(Problem requirements) Across the records, count every line that includes "eyebrow" and give the number by itself.

(Provided records)
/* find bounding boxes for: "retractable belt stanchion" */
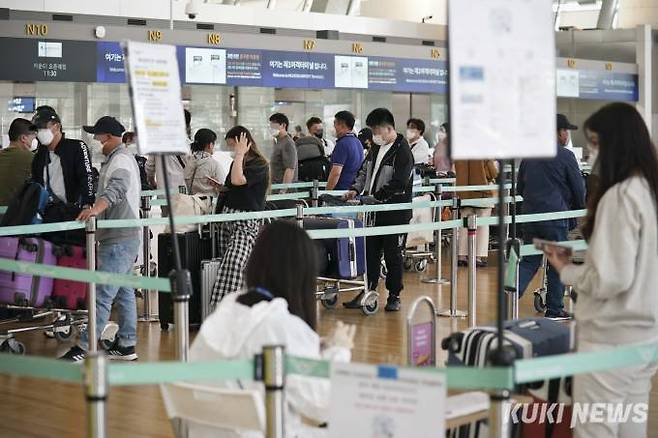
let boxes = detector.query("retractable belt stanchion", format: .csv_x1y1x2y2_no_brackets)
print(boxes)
406,296,437,366
439,197,466,318
86,217,98,353
139,195,157,322
84,352,108,438
466,214,477,328
296,203,304,228
422,183,449,285
489,159,516,438
261,345,285,438
505,162,521,320
160,156,193,363
311,179,319,207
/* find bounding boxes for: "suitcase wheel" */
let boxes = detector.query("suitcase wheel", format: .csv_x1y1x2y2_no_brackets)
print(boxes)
54,325,74,342
533,291,547,313
361,291,379,316
414,259,428,273
0,338,25,355
160,321,170,331
320,289,339,310
379,261,387,279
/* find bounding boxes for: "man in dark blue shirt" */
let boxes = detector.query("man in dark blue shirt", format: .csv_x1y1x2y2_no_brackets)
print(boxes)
517,114,586,319
326,111,364,190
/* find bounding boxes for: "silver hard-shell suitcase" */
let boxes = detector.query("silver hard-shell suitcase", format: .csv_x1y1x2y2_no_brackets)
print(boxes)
200,258,221,321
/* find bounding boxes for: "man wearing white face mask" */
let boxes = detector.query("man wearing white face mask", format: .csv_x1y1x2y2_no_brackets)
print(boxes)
406,118,430,165
31,106,95,209
344,108,414,312
0,118,38,205
268,112,298,186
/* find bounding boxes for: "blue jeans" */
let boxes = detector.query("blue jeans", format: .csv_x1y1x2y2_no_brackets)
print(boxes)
518,225,568,313
79,239,140,350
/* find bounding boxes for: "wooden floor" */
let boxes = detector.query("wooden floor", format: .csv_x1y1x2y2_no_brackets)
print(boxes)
1,258,657,437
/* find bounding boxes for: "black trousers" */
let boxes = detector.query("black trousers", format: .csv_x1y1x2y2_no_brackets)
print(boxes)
366,234,404,296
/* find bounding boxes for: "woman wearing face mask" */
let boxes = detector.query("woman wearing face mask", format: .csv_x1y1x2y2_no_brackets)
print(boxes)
184,128,227,196
433,122,453,174
544,103,658,438
406,118,431,165
211,126,270,308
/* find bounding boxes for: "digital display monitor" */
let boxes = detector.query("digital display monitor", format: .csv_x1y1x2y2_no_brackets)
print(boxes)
184,47,227,84
8,97,35,113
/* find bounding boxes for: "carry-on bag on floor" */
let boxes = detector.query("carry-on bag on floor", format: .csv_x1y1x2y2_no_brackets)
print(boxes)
0,237,56,307
158,231,212,330
442,318,573,438
302,217,365,279
200,259,221,321
51,245,87,310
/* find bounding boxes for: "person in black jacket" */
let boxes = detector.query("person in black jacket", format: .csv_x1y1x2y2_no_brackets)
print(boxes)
344,108,414,312
31,106,95,208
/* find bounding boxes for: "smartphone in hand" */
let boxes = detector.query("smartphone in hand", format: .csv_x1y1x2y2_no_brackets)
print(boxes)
207,176,223,186
533,238,573,257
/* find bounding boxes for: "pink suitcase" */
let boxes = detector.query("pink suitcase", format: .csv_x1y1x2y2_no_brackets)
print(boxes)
0,237,55,307
52,245,87,310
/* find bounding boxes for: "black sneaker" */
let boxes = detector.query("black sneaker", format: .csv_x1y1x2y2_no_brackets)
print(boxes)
385,295,401,312
545,309,572,320
457,259,468,267
106,344,138,361
60,345,87,362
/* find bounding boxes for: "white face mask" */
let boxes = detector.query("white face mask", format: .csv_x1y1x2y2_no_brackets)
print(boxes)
372,134,385,146
437,131,447,142
37,128,54,146
587,148,598,167
228,150,236,159
269,126,281,137
30,138,39,151
406,129,418,142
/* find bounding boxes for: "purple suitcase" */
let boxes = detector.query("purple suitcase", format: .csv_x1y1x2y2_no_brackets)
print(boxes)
0,237,55,307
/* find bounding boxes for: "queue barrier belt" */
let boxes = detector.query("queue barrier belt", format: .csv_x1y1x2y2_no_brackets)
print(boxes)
2,341,657,390
0,258,171,292
442,183,513,193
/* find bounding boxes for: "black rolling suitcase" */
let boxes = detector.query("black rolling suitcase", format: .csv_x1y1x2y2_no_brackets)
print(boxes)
158,230,212,330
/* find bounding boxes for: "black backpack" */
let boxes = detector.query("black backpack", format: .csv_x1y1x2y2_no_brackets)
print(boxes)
0,181,49,226
296,136,331,182
135,155,152,190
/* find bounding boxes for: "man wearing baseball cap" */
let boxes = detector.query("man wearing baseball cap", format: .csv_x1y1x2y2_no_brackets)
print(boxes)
516,114,586,320
61,116,141,362
31,106,95,209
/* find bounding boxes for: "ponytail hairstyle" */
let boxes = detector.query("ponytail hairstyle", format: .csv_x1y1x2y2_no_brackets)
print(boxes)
191,128,217,153
582,102,658,240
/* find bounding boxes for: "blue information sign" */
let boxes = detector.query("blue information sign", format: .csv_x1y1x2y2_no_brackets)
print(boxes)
262,50,334,89
96,41,126,83
578,70,638,102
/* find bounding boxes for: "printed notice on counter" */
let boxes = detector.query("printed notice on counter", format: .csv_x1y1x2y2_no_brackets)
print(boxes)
449,0,556,159
123,41,188,155
329,362,445,437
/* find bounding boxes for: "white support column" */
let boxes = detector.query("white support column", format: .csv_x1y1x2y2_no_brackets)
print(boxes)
636,24,653,136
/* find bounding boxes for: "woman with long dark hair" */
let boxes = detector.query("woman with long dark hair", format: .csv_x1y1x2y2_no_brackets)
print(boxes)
190,220,355,437
544,103,658,438
211,126,270,307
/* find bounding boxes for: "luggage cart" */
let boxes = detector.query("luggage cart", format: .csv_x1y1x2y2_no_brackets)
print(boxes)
402,192,438,273
0,304,88,354
311,195,379,315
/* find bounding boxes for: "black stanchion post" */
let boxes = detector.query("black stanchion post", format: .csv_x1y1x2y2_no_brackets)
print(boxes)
488,159,516,438
160,155,193,362
466,214,477,328
84,352,108,438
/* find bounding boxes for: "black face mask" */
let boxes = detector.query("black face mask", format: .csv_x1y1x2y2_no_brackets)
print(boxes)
314,130,324,139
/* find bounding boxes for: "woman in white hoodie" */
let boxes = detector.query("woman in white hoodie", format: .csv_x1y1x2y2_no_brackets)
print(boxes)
185,128,227,196
544,103,658,438
189,220,355,438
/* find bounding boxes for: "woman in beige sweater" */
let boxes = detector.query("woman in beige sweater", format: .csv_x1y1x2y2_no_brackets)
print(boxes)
545,103,658,438
455,159,498,266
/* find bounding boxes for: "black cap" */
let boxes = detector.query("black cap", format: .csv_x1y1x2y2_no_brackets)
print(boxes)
557,114,577,130
358,127,373,143
83,116,126,137
32,105,61,127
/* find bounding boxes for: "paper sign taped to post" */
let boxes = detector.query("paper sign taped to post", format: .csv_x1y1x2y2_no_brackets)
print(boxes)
449,0,556,159
123,41,188,155
329,362,445,437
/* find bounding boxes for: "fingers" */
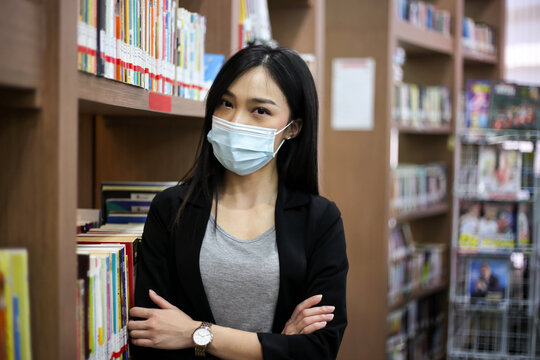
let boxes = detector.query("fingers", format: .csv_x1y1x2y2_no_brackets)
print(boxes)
128,319,150,331
149,289,177,310
291,294,323,321
129,307,153,319
297,305,335,319
301,321,328,335
129,329,152,339
131,338,155,347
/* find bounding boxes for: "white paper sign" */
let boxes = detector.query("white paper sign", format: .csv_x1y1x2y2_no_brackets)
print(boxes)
331,58,375,131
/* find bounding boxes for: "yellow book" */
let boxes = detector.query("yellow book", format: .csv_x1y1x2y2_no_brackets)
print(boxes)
0,251,14,360
10,250,31,360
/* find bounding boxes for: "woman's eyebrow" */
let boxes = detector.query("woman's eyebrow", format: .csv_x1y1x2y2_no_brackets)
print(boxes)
250,97,277,105
224,90,276,105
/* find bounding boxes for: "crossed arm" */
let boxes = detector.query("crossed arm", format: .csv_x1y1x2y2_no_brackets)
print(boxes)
128,290,335,360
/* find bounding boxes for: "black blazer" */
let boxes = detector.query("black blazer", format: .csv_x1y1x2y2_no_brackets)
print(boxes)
132,182,348,359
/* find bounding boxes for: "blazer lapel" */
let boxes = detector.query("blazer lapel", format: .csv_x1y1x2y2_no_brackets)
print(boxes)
173,195,215,323
272,183,311,332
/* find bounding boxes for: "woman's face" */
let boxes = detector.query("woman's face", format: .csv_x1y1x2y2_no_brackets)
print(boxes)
213,66,294,151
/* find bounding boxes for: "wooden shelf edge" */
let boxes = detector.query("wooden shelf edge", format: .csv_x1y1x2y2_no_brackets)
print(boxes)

(Response to the task) 2